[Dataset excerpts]

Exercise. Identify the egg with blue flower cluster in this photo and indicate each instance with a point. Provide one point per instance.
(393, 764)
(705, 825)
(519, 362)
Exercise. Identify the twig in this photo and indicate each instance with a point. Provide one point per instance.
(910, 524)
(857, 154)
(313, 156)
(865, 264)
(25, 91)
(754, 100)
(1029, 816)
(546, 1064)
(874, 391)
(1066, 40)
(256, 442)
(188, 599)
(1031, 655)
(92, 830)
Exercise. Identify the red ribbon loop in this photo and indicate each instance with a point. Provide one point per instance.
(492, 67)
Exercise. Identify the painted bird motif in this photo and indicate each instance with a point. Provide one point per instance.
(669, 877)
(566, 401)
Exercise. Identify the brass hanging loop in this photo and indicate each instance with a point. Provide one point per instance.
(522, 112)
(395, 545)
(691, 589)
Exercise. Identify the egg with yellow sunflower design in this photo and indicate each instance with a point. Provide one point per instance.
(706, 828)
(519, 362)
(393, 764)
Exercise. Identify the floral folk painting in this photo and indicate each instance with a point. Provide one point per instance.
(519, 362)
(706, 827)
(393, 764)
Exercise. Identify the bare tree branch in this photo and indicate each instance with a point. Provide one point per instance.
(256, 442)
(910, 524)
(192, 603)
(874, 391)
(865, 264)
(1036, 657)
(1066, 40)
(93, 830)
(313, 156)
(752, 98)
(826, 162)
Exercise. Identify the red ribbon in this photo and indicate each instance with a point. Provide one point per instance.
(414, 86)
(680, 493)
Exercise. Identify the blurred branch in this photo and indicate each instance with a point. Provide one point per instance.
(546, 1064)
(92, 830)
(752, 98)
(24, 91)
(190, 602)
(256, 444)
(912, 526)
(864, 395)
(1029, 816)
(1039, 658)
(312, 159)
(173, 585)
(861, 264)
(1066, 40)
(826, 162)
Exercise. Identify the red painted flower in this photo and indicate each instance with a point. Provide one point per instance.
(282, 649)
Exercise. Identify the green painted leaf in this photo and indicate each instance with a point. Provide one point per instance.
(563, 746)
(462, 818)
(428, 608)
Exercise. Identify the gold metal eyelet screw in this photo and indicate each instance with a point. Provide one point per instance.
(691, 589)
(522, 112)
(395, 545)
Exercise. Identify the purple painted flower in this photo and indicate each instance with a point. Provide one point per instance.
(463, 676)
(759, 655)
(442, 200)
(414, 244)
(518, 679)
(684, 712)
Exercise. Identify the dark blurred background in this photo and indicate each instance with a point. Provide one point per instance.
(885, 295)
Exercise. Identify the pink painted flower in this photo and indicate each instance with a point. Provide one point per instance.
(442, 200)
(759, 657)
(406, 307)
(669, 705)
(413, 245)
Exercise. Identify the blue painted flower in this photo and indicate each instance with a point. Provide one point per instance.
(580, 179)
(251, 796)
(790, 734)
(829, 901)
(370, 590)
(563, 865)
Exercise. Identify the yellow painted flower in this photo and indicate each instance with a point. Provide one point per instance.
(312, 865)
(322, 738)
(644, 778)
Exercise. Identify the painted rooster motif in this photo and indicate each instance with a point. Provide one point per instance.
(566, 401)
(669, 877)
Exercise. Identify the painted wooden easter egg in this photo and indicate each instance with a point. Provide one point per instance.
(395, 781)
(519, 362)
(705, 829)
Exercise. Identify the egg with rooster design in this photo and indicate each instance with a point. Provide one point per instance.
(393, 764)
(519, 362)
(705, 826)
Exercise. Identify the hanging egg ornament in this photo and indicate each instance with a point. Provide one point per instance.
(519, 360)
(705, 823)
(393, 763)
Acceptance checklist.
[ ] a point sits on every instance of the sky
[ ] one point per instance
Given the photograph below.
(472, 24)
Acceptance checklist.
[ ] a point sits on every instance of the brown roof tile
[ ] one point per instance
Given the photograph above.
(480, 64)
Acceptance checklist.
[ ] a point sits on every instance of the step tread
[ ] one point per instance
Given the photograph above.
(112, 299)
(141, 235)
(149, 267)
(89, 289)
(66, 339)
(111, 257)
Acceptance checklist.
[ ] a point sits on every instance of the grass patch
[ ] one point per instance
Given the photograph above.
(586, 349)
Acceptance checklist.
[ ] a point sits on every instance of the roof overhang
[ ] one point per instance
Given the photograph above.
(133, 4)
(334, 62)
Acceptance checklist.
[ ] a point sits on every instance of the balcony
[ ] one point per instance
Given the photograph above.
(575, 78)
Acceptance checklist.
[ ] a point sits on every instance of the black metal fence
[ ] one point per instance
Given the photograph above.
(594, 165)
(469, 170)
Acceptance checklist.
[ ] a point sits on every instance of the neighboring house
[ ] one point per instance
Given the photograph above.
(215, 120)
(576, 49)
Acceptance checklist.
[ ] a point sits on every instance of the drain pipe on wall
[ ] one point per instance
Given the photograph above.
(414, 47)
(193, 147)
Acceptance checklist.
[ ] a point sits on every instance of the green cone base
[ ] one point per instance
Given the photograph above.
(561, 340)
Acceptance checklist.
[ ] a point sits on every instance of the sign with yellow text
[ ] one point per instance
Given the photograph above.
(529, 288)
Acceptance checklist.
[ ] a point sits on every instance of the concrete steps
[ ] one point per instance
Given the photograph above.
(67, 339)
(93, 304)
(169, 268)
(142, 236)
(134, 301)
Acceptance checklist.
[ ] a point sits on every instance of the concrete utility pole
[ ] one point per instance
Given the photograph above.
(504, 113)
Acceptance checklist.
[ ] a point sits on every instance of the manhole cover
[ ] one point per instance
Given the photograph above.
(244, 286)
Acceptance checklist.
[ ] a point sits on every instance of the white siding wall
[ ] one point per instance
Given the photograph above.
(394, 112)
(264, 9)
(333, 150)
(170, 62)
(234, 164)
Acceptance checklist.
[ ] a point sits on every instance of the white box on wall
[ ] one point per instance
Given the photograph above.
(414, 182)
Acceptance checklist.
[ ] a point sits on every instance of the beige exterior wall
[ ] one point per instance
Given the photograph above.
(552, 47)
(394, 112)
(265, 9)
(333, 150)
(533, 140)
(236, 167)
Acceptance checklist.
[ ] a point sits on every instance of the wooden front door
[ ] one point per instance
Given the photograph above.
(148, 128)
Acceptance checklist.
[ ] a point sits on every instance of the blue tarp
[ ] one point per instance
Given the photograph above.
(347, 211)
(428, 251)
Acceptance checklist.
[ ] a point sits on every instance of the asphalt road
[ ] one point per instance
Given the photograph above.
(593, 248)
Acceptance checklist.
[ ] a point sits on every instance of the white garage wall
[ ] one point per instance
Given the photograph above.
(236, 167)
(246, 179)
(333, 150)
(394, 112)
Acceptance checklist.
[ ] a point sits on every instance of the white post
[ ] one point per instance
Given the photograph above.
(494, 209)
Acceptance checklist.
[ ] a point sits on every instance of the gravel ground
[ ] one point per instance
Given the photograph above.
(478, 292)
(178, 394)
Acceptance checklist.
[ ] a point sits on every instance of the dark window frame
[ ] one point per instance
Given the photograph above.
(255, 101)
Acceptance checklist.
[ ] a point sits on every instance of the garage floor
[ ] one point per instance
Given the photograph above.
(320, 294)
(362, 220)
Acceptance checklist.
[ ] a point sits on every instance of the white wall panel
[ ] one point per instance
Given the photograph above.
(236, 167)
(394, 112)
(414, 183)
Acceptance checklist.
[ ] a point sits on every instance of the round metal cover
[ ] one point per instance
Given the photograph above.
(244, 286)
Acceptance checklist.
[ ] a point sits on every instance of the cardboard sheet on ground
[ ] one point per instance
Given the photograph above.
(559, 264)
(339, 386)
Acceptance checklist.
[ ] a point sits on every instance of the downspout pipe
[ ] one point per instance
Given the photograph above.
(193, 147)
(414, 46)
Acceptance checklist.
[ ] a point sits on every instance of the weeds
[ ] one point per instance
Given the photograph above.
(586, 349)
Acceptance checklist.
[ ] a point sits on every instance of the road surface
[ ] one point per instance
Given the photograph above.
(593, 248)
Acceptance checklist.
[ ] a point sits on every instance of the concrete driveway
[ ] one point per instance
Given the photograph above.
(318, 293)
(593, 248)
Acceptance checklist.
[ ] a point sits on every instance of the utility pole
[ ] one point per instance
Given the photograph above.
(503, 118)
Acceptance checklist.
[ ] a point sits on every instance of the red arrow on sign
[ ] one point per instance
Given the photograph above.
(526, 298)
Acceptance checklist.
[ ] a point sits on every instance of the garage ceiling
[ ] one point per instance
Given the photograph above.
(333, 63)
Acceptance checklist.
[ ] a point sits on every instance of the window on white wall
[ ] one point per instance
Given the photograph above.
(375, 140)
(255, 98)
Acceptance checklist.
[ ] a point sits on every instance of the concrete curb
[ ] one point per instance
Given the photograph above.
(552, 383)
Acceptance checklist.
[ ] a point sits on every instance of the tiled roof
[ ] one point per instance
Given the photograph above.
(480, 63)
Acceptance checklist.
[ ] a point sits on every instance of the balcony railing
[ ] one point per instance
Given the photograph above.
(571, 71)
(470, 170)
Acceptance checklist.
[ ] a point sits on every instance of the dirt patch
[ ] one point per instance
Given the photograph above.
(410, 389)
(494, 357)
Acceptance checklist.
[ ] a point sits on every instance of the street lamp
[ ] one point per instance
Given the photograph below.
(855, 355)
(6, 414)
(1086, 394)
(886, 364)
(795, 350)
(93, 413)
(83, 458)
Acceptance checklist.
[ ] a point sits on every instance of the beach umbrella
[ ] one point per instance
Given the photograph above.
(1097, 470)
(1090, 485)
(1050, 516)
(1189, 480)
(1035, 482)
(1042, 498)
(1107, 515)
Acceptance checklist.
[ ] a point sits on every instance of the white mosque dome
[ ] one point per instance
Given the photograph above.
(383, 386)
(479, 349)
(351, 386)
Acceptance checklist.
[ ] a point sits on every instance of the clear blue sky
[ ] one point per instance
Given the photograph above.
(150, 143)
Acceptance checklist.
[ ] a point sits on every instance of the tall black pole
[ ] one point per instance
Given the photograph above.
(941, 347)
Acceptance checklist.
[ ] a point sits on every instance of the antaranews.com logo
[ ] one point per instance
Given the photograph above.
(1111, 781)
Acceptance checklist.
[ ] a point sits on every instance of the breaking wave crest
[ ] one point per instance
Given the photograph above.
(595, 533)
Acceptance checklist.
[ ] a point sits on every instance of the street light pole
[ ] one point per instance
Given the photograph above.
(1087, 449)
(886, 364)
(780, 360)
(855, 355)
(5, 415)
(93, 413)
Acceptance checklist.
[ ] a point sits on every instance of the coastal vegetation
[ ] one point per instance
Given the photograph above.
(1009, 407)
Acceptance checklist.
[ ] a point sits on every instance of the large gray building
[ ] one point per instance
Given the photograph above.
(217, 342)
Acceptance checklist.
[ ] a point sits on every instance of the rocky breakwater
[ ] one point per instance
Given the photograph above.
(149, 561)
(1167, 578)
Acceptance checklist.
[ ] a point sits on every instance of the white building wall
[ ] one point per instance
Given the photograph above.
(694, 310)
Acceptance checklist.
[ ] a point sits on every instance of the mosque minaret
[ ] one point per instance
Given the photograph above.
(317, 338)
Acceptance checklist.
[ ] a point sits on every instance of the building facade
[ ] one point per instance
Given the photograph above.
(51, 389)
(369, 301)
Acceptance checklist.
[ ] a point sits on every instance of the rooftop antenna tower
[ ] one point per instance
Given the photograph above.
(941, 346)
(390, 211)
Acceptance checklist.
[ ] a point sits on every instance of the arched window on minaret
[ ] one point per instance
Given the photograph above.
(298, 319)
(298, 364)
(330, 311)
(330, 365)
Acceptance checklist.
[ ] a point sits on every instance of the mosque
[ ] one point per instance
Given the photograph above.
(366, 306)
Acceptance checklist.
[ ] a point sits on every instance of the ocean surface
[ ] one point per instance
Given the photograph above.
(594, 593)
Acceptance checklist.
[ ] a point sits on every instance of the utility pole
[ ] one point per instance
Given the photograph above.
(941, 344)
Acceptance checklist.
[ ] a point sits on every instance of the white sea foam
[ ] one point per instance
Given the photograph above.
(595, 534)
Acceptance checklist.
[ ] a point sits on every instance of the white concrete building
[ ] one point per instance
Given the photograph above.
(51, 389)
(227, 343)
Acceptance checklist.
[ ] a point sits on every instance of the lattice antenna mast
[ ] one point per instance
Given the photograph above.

Task requirements: Please quote exactly the lines from the one containing "the mosque minaret" through the last line of the records above, both included, and nothing else.

Response area:
[ ] a point sits on every instance of the mosque minaret
[ ] one point per instance
Given the photograph above.
(317, 338)
Acceptance checklist.
[ ] a point sits on every instance of the building facade
[ ] one point per instance
Given the photograph above.
(51, 389)
(369, 301)
Acceptance checklist.
[ ] a point sits on every instance of the rooftop antenna tower
[ ] one point per instance
Given the photograph above.
(941, 346)
(390, 211)
Acceptance checklist.
[ ] a point sits on every instance of the arched window on minaret
[ ] one point per instance
Given the photograph above.
(298, 319)
(298, 364)
(330, 311)
(330, 365)
Acceptance checklist.
[ ] a point sits on every instance of the mosque
[ ] one point per instance
Given the photograph above.
(366, 306)
Acceptance checklist.
[ ] a point sits on every instance of the ocean surface
[ ] one point per instance
Given the photograph above.
(594, 593)
Acceptance checklist.
[ ] a point sits on every instance of the utility pole
[ ] one point per instance
Given the photograph above.
(941, 344)
Acceptance checklist.
[ ] a point sits on every instance of the white sea foam
[ ] one point per instance
Given the photograph above.
(595, 534)
Acceptance checklist.
[ ] a point sits on every instance of the white concrete building
[ ] one point per instance
Given the photograph above.
(51, 389)
(227, 343)
Acceptance checklist.
[ ] a point sits on every instance of the lattice antenna mast
[ ] one point per instance
Given the photograph above.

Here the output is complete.